**Textauszug:**
--
Die beiden haben so eine saustarke Chemie miteinander, dass der eigentlich als Partner für Sofia vorgesehene Henrik Bjelland immer wieder unter die Räder kommt. Absolut Klasse ist Bjørn Floberg als William Lie, eine Art Superinstanz der norwegischen Ölförderungsindustrie. Der Mann hat ein irres, immer wieder an Robert Redford gemahnendes Charisma, das er hier voll in die Waagschale wirft. Auch der Rest der Darsteller agiert durchwegs stark, eine kleine Ausnahme bildet der junge Nils Elias Olsen, der in seiner Kinderrolle ein wenig zu unbedarft spielt.
„The North Sea“ bietet feinstes Katastrophenkino
Regisseur John Andreas Andersen legt nach dem ebenfalls von ihm inszenierten „The Quake“ noch einmal einige Schippen drauf. Zwar ist das gebotene Szenario dank „Deepwater Horizon“ nicht mehr neu, aber Andersen weitet es deutlich aus, denkt viel größer und lässt in seinem übergroßen Finale wahrlich nicht nur eine Bohrinsel, sondern gleich die ganze Nordsee lichterloh brennen.
--
**Aufgeführte Datensätze:**

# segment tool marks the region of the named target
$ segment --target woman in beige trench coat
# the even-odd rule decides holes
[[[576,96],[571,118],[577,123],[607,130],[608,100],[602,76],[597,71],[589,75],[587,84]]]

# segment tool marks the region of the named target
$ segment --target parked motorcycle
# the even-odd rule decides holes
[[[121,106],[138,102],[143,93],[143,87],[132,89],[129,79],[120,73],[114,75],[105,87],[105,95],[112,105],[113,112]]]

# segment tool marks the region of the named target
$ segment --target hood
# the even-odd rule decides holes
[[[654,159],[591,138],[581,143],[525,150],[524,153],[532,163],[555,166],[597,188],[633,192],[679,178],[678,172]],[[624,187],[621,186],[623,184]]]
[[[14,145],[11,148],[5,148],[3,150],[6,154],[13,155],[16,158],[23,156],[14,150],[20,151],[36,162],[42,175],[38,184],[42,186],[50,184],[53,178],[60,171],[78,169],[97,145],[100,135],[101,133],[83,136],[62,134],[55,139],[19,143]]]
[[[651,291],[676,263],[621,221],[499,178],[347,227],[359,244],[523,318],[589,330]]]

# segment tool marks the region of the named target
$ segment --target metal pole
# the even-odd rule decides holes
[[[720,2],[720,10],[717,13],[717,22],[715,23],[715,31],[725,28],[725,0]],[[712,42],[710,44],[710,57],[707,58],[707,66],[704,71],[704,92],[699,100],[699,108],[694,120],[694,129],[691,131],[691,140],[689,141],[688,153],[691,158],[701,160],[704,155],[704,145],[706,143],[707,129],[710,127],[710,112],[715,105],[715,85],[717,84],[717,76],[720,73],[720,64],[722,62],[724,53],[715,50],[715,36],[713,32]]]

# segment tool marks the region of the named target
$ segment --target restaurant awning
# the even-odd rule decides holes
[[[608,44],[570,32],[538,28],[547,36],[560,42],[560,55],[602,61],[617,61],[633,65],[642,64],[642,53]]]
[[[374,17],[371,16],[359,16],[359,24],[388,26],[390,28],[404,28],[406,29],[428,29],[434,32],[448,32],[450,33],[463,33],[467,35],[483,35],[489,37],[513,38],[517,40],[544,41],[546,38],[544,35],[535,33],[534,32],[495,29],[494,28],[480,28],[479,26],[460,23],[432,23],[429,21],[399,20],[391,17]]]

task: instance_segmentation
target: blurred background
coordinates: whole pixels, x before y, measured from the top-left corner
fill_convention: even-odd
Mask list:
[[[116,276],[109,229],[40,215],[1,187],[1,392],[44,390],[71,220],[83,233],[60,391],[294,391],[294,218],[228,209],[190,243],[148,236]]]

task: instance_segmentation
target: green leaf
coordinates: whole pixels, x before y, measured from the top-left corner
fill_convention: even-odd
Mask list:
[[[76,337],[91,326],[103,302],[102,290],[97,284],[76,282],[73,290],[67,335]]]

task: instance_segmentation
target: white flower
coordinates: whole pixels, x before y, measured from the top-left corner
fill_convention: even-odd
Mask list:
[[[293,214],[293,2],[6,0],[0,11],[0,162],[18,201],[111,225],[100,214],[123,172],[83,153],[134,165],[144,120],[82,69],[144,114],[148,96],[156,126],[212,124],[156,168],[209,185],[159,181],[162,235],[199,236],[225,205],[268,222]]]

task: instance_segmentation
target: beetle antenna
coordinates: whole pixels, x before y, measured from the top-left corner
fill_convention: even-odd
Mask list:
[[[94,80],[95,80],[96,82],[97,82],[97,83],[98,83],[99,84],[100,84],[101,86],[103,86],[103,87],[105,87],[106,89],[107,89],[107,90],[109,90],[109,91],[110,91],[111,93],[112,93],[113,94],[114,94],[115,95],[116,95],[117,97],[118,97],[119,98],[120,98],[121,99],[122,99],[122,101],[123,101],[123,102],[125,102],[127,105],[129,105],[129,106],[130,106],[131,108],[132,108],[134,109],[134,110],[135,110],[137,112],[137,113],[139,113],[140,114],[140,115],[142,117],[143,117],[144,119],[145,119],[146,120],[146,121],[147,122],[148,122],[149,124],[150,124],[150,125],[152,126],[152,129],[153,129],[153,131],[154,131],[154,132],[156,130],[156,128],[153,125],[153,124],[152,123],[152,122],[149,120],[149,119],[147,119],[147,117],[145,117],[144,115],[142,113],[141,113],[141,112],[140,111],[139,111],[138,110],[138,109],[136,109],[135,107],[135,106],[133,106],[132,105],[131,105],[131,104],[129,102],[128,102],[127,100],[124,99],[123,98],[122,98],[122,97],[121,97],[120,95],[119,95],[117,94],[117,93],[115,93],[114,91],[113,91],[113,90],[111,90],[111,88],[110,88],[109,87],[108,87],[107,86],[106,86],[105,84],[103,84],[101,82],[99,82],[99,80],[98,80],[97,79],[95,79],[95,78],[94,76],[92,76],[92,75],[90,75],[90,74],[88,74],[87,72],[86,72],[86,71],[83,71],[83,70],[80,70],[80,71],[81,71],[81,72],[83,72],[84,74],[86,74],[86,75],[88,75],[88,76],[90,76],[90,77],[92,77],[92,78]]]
--
**Deine Aufgaben:**
**1)** Nenne sämtliche Filmtitel, die in der Kritik zu „The North Sea“ vorkommen.
**2)** Beantworte anhand der Filmkritik zu „The North Sea“:
(a) Welche Figur verkörpert Bjørn Floberg?
(b) Welchen Film hat John Andreas Andersen laut der Kritik ebenfalls inszeniert?
(c) Was lässt Andersen im Finale brennen?
**3)** Schreib die Filmkritik zu „The North Sea“ im Anschluss an ihren letzten Satz weiter.
Die Datensätze werden hier nicht gebraucht.

**Lösungen je Aufgabe:**
**1)** „The North Sea“, „The Quake“, „Deepwater Horizon“

**2)**
(a) William Lie
(b) „The Quake“
(c) Nicht nur eine Bohrinsel, sondern gleich die ganze Nordsee

**3)**
Dabei versucht er, nicht alle Katastrophenfilmklischees sklavisch abzuhaken. Für so manch umschifftes Klischee ist man infolgedessen auch tatsächlich dankbar, ganz ohne geht es aber auch nicht. Doch Andersen bedient die verwendeten Klischees sauber und gekonnt und inszeniert straff, temporeich und mit viel Sinn für spannende Momente. „The North Sea“ ist darüber hinaus technisch absolut sauber in Szene gesetzt, punktet mit fetten Spektakelbildern und hat dank wirklich toller Darsteller und sympathischer Figuren auch eine nicht zu verleugnende Seele. Stark.
Die deutsche DVD, Blu-ray und UHD zum Film erscheint am 24. März 2022 von Koch Media und ist mit einer Freigabe ab 12 ungeschnitten. Auf den bekannten VoD-Plattformen ist der Film seit dem 10. März 2022 streambar.
In diesem Sinne:
freeman
Was hältst du von dem Film?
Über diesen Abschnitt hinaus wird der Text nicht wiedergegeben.